- Task instructions
What is needed here is an exact copy of every entry.

::::

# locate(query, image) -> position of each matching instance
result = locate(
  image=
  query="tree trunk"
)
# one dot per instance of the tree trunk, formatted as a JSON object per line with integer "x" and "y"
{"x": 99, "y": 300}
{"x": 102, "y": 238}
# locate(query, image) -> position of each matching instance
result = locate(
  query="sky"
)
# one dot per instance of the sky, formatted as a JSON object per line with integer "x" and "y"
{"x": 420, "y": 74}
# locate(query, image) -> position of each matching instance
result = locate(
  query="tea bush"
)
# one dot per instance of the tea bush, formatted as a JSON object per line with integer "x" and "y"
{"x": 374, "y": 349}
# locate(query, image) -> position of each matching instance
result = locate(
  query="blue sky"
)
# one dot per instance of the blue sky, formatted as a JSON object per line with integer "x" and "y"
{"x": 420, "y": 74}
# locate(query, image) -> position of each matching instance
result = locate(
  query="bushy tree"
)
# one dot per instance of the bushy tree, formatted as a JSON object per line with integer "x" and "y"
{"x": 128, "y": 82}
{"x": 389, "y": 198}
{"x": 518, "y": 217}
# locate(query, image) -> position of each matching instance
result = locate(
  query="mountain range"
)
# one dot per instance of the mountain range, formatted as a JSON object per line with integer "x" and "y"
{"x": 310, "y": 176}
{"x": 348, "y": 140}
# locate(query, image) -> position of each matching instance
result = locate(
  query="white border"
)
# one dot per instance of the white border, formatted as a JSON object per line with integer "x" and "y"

::::

- Response
# locate(query, image) -> position of each matching instance
result = locate(
  image=
  query="tree trunk"
)
# one dot per instance of the tree trunk, formatted as a JSON object per line with integer "x" and "y"
{"x": 99, "y": 300}
{"x": 102, "y": 238}
# locate(query, image) -> position of each matching instance
result = locate(
  query="sky"
)
# one dot per instance of the sky, formatted as a JSON object per line with integer "x" and "y"
{"x": 420, "y": 74}
# locate(query, image) -> position of each matching instance
result = locate(
  query="tea bush"
)
# one dot per instance of the tea bush, formatted as a JSON object per line with integer "x" and "y"
{"x": 374, "y": 349}
# locate(query, image) -> position of each matching instance
result = locate(
  query="blue sky"
)
# one dot per instance of the blue sky, formatted as a JSON object per line with integer "x" and "y"
{"x": 420, "y": 74}
# locate(query, image) -> position of each matching instance
result = locate(
  query="bushy tree"
)
# one dot per instance of the bushy tree, formatted as a JSON object per line with integer "x" and "y"
{"x": 128, "y": 82}
{"x": 389, "y": 198}
{"x": 518, "y": 217}
# locate(query, image) -> position of each matching instance
result = locate(
  query="mountain range"
)
# one dot per instance of the mountain range, formatted as a JSON object per line with integer "x" and "y"
{"x": 310, "y": 176}
{"x": 348, "y": 140}
# locate(query, image) -> position of each matching instance
result = locate(
  query="white border"
)
# one dot per instance of the white border, formatted as a JSON object per line with integer "x" and "y"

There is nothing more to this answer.